You are well on your way. Getting electricity and water are essential and you have almost got that accomplished. 

The following are inexpensive fixes for your camper problems.

First I would get the camper habitable. First stop the leaks. Someone suggested caulking around the leaking windows and the seam in the back. I second that as the best way to seal it up. Use clear caulk and only apply it when the leaking areas are dry so it adheres well. 

The floor can be replaced with the correct thickness plywood to match the good flooring you don't rip out. Sturdifloor underlayment is best if the right thickness. Just make sure there is sufficient support. Cover with vinyl, either self stick squares or roll. 

You have to put up skirting around the bottom so the wind can't blow under the trailer. Then, in the fall, put hay bales around the outside of the skirting for insulation. The floors may still be cold in the winter but hopefully the plumbing won't freeze. Does the trailer have a shower, hot water? If not you can rig one with a large galvanized tub, a shower curtain, and a propane on demand water heater like the Ecotemp. Alternatively, join the closest health club or YWCA just so you can use the shower.

Don't spend big bucks for a fancy composting toilet. Ask around for a sawmill and find out if they will let you have free sawdust. Do your business in a pail with a toilet seat on top and then add some sawdust. Empty as needed. You could build an outhouse. It gets a bit nippy at -20 but you can do it. (Ask me how I know)

DATA SUPPLIED:
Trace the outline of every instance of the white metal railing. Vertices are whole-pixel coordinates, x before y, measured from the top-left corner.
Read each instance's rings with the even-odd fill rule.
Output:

---

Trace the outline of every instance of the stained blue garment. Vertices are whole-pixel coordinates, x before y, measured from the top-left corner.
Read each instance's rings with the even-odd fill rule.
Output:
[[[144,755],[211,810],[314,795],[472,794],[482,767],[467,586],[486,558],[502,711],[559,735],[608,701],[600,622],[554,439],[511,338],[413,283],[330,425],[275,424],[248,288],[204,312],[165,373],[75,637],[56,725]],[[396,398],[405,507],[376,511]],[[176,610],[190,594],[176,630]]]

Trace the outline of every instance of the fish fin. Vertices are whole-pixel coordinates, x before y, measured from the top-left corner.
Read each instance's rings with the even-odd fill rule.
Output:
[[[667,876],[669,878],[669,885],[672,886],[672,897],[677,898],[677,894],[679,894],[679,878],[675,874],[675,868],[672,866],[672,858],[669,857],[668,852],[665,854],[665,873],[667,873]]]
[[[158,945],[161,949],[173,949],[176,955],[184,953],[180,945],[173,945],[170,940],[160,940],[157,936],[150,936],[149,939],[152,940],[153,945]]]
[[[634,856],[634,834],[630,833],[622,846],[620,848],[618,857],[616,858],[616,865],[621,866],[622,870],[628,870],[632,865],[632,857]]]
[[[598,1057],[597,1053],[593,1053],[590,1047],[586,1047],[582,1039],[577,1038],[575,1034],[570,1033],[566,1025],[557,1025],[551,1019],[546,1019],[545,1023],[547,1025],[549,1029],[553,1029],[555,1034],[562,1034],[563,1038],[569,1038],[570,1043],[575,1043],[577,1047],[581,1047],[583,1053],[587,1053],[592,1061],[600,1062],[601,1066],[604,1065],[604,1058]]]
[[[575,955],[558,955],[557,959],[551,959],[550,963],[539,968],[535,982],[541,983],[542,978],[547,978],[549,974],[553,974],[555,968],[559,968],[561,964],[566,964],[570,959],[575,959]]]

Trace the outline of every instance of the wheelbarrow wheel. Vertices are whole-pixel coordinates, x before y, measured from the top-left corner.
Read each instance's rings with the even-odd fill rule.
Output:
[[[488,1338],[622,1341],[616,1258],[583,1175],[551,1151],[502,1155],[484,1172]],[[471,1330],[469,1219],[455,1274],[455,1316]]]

---

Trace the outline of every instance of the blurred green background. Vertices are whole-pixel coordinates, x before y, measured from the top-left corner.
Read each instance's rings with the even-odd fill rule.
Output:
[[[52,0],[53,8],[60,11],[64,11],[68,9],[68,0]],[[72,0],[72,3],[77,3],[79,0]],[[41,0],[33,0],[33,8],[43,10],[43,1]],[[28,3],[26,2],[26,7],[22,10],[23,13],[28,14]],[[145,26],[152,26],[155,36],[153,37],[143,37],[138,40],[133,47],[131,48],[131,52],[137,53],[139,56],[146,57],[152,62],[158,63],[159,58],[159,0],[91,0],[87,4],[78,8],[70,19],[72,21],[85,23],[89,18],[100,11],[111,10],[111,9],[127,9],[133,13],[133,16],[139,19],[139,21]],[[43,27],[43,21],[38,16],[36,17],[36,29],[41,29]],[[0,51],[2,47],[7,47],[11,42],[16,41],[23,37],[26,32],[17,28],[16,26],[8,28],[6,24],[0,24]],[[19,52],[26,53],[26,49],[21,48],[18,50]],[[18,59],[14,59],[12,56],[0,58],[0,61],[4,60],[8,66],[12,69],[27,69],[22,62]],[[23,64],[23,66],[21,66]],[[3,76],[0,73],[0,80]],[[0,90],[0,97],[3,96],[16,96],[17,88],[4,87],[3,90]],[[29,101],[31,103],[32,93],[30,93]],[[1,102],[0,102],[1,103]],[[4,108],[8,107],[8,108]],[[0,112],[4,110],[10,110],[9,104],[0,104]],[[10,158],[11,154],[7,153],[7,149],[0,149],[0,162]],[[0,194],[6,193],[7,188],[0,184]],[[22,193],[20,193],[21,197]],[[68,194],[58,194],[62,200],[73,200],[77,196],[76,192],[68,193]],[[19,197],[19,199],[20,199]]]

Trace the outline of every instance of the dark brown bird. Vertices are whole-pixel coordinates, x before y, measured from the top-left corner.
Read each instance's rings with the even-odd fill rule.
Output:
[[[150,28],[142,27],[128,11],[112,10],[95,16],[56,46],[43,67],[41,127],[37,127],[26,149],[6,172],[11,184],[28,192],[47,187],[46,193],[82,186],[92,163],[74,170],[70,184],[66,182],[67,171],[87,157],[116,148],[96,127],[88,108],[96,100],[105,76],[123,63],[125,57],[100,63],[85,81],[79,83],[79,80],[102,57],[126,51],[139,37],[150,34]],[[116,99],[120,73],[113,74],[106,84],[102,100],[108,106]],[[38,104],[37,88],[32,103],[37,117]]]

STATED EXERCISE 1:
In the camper repair advice, what goes around the outside of the skirting in the fall?
STATED EXERCISE 2:
Copy out the camper repair advice from "You have to" up to and including "how I know)".
STATED EXERCISE 3:
Write what could come next in the camper repair advice, picking up after its final sentence.
The entries have nothing to do with what you're asked to do here.

TASK RESPONSE 1:
Hay bales, for insulation.

TASK RESPONSE 2:
You have to put up skirting around the bottom so the wind can't blow under the trailer. Then, in the fall, put hay bales around the outside of the skirting for insulation. The floors may still be cold in the winter but hopefully the plumbing won't freeze. Does the trailer have a shower, hot water? If not you can rig one with a large galvanized tub, a shower curtain, and a propane on demand water heater like the Ecotemp. Alternatively, join the closest health club or YWCA just so you can use the shower.

Don't spend big bucks for a fancy composting toilet. Ask around for a sawmill and find out if they will let you have free sawdust. Do your business in a pail with a toilet seat on top and then add some sawdust. Empty as needed. You could build an outhouse. It gets a bit nippy at -20 but you can do it. (Ask me how I know)

TASK RESPONSE 3:
A deck is pricey. Level the ground, put down free pallets in front of the door, fill in gaps between the boards with boards salvaged from other pallets, and cover with cheap indoor/outdoor carpet. You can clean the carpet with a garden hose when it gets muddy. 

If you have never rented out a house or apartment please get a property management company to handle that. They will get good tenants that take care of the property. Some will do cleaning and/or basic maintenance. They usually charge about 10% of the rent for those services. A bad tenant can do thousands of dollars worth of damage and cost more thousands to get them out. You can easily wind up with a net loss for the year. 

As you fix up your property you can come here for advice. I have always found good suggestions here.


----------



## GTX63 (Dec 13, 2016)

TnAndy said:


> Or perhaps an attempt to inject some realism into the situation.


My previous comments weren't meant for anyone but the OP, however a little perspective might be a help here regarding "realism".

There are problems and there are realities.

Problems can be fixed; realities are fixed.
IE I'm overweight and eat too many sweets, that's a problem.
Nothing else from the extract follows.